DIRECTIONS FOR THIS TASK:
Would you return every line of the listing below that has "asphalt" in it?

EXTRACTED DATA:

—————

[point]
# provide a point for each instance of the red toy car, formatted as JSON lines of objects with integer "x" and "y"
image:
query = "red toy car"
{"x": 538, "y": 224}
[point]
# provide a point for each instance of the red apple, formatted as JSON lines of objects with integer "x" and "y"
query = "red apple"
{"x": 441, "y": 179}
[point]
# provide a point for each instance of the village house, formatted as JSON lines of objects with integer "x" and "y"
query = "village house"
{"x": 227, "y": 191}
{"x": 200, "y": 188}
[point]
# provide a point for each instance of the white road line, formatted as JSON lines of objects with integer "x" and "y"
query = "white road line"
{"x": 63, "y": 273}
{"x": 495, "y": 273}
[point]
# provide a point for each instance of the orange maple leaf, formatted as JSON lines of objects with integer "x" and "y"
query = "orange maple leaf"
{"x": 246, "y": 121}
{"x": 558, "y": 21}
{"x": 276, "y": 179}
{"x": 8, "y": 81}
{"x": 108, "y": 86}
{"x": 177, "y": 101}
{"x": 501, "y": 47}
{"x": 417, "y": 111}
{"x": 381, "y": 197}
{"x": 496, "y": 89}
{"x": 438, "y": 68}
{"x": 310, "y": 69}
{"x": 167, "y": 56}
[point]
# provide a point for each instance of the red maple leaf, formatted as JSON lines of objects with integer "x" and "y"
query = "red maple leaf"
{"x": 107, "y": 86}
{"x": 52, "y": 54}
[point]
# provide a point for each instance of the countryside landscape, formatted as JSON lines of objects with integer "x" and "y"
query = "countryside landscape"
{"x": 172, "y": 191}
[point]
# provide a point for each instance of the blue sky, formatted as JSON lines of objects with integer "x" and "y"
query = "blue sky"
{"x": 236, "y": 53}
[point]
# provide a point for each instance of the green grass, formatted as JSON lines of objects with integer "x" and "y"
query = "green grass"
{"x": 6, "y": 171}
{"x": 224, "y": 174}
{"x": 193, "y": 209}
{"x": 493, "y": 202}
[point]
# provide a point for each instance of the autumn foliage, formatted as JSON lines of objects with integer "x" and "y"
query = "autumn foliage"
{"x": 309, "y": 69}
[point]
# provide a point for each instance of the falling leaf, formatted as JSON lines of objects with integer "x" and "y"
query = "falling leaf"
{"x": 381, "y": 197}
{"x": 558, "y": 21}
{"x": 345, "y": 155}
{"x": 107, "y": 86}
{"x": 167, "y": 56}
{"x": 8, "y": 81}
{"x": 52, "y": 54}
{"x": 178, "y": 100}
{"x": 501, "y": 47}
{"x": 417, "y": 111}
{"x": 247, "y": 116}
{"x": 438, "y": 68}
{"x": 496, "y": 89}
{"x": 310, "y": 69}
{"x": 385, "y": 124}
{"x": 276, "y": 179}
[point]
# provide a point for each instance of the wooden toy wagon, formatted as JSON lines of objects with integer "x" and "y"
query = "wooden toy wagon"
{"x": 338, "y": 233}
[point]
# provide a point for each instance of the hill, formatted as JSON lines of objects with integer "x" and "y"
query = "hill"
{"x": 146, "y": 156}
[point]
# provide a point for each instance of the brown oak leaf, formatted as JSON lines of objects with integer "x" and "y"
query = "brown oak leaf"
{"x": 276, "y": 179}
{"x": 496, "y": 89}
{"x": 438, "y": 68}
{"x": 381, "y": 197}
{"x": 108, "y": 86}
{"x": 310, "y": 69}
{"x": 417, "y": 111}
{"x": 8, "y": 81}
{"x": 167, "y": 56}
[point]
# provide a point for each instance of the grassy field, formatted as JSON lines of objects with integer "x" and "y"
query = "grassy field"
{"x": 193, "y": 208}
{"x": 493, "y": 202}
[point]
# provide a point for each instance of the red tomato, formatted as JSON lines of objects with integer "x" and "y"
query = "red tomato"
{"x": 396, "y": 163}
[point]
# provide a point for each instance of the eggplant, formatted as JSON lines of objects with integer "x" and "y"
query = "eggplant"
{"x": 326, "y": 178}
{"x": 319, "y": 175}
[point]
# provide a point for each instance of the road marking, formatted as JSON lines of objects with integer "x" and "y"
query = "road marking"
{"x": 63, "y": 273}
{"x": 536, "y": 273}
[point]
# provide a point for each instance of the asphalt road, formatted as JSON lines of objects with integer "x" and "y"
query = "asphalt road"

—————

RESPONSE AREA:
# provide a point for each instance of the asphalt road, formatted as JSON lines of objects with integer "x" and "y"
query = "asphalt road"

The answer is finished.